'''
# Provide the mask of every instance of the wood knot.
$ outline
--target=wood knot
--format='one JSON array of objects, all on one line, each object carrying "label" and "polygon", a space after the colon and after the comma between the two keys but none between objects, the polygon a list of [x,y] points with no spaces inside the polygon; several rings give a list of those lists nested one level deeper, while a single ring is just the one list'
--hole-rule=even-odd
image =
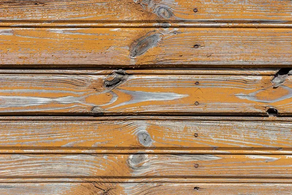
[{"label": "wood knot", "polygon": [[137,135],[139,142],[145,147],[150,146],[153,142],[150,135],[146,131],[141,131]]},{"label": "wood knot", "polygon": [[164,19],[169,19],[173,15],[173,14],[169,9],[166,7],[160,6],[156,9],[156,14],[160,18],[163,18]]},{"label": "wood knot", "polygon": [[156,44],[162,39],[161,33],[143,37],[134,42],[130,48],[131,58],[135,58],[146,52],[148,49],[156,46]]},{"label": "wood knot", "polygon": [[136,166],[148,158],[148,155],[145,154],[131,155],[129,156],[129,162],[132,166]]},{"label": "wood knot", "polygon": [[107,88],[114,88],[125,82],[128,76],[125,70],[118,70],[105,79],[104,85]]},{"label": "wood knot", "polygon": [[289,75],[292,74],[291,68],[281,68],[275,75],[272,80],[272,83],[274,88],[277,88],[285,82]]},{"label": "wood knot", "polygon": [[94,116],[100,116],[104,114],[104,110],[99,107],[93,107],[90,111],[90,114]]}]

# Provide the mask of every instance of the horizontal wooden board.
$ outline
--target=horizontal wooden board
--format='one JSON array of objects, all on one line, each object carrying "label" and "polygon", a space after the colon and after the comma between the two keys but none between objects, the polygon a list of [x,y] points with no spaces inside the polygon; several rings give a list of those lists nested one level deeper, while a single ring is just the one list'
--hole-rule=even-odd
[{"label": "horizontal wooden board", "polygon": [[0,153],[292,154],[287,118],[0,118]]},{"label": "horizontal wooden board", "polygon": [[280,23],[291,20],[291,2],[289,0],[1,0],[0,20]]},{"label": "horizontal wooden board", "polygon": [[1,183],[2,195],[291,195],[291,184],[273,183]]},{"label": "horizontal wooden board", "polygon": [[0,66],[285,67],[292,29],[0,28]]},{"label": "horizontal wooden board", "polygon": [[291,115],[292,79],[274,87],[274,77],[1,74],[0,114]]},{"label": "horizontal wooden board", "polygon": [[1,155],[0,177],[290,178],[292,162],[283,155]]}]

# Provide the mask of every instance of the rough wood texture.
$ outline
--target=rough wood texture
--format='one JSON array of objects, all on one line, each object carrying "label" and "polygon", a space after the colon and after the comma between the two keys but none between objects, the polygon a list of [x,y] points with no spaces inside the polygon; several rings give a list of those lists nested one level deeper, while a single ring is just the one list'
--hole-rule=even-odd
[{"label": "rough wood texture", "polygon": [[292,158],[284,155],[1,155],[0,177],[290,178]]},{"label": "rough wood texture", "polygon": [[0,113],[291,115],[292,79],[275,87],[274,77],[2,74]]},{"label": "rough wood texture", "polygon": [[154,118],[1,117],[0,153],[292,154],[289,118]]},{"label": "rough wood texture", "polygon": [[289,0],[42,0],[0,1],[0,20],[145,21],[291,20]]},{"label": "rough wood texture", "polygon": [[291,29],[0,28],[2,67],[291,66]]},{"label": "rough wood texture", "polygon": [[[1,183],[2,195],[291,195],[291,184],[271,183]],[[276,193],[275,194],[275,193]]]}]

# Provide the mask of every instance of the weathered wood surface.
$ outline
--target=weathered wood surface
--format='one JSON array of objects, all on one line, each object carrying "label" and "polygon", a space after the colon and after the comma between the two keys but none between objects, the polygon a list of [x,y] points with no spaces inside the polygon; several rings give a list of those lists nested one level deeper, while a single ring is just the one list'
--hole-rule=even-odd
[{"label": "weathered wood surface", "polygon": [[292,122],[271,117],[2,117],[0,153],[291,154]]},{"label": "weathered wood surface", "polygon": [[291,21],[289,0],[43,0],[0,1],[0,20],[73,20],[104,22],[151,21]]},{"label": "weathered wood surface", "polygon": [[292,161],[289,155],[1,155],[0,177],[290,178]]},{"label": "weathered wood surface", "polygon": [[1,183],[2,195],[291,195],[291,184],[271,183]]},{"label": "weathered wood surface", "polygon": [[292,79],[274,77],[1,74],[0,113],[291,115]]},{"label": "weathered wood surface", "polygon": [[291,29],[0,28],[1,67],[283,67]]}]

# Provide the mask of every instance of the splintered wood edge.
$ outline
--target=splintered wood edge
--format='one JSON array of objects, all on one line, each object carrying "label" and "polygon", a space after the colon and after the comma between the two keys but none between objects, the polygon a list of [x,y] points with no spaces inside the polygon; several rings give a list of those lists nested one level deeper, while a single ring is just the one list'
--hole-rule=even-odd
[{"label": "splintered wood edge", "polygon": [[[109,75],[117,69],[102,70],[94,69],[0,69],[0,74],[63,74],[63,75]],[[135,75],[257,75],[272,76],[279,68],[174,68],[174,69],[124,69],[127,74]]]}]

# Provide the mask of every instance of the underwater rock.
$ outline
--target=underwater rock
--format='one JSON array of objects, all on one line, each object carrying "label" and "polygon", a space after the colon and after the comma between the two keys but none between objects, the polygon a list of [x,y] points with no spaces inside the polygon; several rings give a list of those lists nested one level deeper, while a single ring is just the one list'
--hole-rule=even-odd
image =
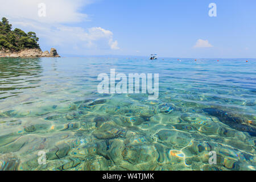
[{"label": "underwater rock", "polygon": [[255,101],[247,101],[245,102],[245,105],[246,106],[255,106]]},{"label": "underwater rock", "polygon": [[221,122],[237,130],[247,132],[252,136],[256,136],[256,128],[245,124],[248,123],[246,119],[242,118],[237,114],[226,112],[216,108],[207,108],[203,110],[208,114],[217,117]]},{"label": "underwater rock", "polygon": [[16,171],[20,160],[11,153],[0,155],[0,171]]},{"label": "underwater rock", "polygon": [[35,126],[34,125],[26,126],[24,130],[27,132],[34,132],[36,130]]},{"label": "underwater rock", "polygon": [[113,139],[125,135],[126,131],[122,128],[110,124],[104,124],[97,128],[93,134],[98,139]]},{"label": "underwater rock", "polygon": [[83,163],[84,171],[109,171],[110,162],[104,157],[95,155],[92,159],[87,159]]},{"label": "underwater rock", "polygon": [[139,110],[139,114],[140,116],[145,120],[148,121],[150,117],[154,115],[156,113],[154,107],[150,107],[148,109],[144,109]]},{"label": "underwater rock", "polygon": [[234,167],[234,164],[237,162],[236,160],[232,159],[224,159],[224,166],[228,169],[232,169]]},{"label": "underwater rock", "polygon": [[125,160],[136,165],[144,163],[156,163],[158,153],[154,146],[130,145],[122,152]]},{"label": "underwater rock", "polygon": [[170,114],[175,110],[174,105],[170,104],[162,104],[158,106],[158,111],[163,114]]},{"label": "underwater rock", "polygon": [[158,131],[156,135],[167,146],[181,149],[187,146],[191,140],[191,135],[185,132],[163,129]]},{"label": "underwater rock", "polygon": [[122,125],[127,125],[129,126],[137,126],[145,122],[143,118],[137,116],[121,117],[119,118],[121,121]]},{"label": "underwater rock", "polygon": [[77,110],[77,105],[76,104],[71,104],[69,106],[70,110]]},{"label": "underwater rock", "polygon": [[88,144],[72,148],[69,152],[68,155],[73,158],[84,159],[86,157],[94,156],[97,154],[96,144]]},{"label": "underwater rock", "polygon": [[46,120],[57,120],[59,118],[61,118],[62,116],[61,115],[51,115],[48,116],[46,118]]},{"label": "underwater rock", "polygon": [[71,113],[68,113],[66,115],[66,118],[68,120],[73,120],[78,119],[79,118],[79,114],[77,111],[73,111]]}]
'''
◆ **TASK DESCRIPTION**
State how many lines of the data above contain the word "mask", and reply with that number alone.

◆ **RESPONSE TO THIS TASK**
6